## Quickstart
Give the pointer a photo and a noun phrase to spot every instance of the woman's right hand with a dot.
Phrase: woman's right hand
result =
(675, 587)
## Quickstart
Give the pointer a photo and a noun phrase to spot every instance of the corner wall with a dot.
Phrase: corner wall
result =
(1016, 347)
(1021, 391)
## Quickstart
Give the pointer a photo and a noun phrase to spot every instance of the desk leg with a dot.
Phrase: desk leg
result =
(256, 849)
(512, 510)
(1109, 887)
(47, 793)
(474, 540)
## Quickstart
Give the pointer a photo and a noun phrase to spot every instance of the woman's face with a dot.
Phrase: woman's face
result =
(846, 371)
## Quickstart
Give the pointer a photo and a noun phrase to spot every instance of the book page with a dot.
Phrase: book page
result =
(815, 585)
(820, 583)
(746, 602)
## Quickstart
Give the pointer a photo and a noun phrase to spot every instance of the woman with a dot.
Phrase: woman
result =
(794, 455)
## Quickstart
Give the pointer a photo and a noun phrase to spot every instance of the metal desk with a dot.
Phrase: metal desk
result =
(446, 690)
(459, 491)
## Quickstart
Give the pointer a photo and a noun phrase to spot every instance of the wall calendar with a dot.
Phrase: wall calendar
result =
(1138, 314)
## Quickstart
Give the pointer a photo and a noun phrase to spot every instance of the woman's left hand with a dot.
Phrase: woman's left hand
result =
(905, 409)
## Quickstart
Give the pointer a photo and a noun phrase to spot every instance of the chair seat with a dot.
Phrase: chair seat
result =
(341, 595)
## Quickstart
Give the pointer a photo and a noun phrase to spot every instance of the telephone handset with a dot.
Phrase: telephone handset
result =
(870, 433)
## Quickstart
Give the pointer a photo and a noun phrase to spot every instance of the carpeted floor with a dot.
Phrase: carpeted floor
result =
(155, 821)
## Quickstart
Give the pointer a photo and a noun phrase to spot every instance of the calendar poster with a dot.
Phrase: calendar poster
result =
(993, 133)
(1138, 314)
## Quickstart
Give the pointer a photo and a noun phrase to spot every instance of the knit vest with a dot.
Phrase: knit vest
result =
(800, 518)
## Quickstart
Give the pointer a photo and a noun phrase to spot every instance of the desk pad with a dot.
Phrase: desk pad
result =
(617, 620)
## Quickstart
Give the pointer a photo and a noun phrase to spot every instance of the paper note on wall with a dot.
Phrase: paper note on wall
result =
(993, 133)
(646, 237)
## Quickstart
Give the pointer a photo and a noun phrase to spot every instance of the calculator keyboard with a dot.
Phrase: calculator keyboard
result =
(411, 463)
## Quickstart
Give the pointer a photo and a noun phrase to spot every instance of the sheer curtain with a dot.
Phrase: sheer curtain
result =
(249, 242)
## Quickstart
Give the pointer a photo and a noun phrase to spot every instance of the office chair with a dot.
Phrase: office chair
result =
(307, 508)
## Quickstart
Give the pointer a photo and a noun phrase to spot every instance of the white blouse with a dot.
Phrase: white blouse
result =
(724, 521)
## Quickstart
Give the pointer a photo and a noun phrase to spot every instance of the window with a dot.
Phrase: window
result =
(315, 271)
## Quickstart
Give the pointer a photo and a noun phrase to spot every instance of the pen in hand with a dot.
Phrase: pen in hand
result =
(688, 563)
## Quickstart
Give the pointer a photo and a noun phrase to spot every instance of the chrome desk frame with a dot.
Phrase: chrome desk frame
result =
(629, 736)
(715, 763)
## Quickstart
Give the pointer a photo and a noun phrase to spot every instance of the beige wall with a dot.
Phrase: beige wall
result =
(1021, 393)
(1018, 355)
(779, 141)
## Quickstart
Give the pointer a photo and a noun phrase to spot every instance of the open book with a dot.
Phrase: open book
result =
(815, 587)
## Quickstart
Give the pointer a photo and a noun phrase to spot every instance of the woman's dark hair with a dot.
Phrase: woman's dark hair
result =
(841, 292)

● ● ● ●

▸ Exercise instructions: Render every line of the data above as a JSON array of strings, one string per line, and omit blank lines.

▸ Exercise answer:
[
  "## Quickstart",
  "Give the pointer a photo and a noun phrase to spot every instance of the woman's right hand with a dot.",
  "Phrase: woman's right hand",
  "result =",
  "(675, 587)",
  "## Quickstart",
  "Give the pointer a photo and a noun phrase to spot every instance of the corner wall with a dot.",
  "Phrase: corner wall",
  "result =",
  "(1016, 347)",
  "(1021, 391)",
  "## Quickstart",
  "Give the pointer a photo and a noun phrase to spot every instance of the desk leg with a dot.",
  "Phrase: desk leg",
  "result =",
  "(256, 849)",
  "(512, 510)",
  "(1109, 887)",
  "(47, 793)",
  "(474, 540)",
  "## Quickstart",
  "Give the pointer a photo and a noun phrase to spot every instance of the woman's face with a dot.",
  "Phrase: woman's face",
  "result =",
  "(846, 371)",
  "## Quickstart",
  "Give the pointer a photo and a noun phrase to spot every instance of the book page with a dot.",
  "Phrase: book page",
  "result =",
  "(815, 585)",
  "(820, 583)",
  "(746, 602)",
  "## Quickstart",
  "Give the pointer a photo and a noun phrase to spot every instance of the woman with a dot.",
  "Phrase: woman",
  "result =",
  "(794, 455)",
  "## Quickstart",
  "Give the pointer a photo and a noun phrase to spot every instance of the metal desk with a dot.",
  "Phrase: metal desk",
  "result =",
  "(446, 690)",
  "(459, 491)",
  "## Quickstart",
  "Give the pointer a photo and a noun phrase to spot every instance of the wall calendar with a dot.",
  "Phrase: wall calendar",
  "result =",
  "(1138, 314)",
  "## Quickstart",
  "Give the pointer a photo and a noun phrase to spot every instance of the woman's left hand with a dot.",
  "Phrase: woman's left hand",
  "result =",
  "(905, 409)",
  "## Quickstart",
  "Give the pointer a photo and a noun phrase to spot every instance of the chair seat with a dot.",
  "Phrase: chair seat",
  "result =",
  "(341, 595)",
  "## Quickstart",
  "Give the pointer a photo and a noun phrase to spot every instance of the telephone handset with a dot.",
  "Phrase: telephone handset",
  "result =",
  "(870, 433)",
  "## Quickstart",
  "Give the pointer a photo and a noun phrase to spot every instance of the carpeted floor with a dot.",
  "Phrase: carpeted floor",
  "result =",
  "(155, 821)",
  "## Quickstart",
  "Give the pointer a photo and a noun phrase to spot every instance of the calendar poster with a dot.",
  "Phrase: calendar poster",
  "result =",
  "(993, 133)",
  "(1138, 314)",
  "## Quickstart",
  "Give the pointer a photo and a noun phrase to spot every instance of the knit vest with a dot.",
  "Phrase: knit vest",
  "result =",
  "(800, 518)",
  "## Quickstart",
  "Give the pointer a photo and a noun phrase to spot every instance of the desk pad with a dot.",
  "Phrase: desk pad",
  "result =",
  "(617, 620)",
  "## Quickstart",
  "Give the pointer a photo and a noun phrase to spot every instance of the paper note on wall with a dot.",
  "Phrase: paper note on wall",
  "result =",
  "(993, 133)",
  "(646, 237)",
  "## Quickstart",
  "Give the pointer a photo and a noun phrase to spot every instance of the calculator keyboard with a dot.",
  "Phrase: calculator keyboard",
  "result =",
  "(411, 463)",
  "## Quickstart",
  "Give the pointer a photo and a noun phrase to spot every instance of the sheer curtain with a dot.",
  "Phrase: sheer curtain",
  "result =",
  "(249, 242)",
  "## Quickstart",
  "Give the pointer a photo and a noun phrase to spot every instance of the office chair with a dot.",
  "Phrase: office chair",
  "result =",
  "(307, 508)",
  "## Quickstart",
  "Give the pointer a photo and a noun phrase to spot every instance of the white blouse with a dot.",
  "Phrase: white blouse",
  "result =",
  "(724, 521)",
  "## Quickstart",
  "Give the pointer a photo and a noun phrase to spot every instance of the window with a dot.",
  "Phrase: window",
  "result =",
  "(315, 271)",
  "## Quickstart",
  "Give the pointer a photo and a noun phrase to spot every instance of the pen in hand with a dot.",
  "Phrase: pen in hand",
  "result =",
  "(688, 563)",
  "## Quickstart",
  "Give the pointer a photo and a noun phrase to spot every instance of the chrome desk frame with a dot.",
  "Phrase: chrome desk frame",
  "result =",
  "(629, 736)",
  "(715, 763)",
  "## Quickstart",
  "Give the pointer a photo and a noun phrase to spot every instance of the beige wall with a dot.",
  "Phrase: beige wall",
  "result =",
  "(1021, 393)",
  "(1018, 355)",
  "(779, 141)",
  "## Quickstart",
  "Give the pointer a photo and a noun phrase to spot every instance of the open book with a dot.",
  "Phrase: open book",
  "result =",
  "(815, 587)",
  "## Quickstart",
  "Give the pointer a photo and a noun phrase to spot every instance of the woman's dark hair with a dot.",
  "Phrase: woman's dark hair",
  "result =",
  "(841, 292)"
]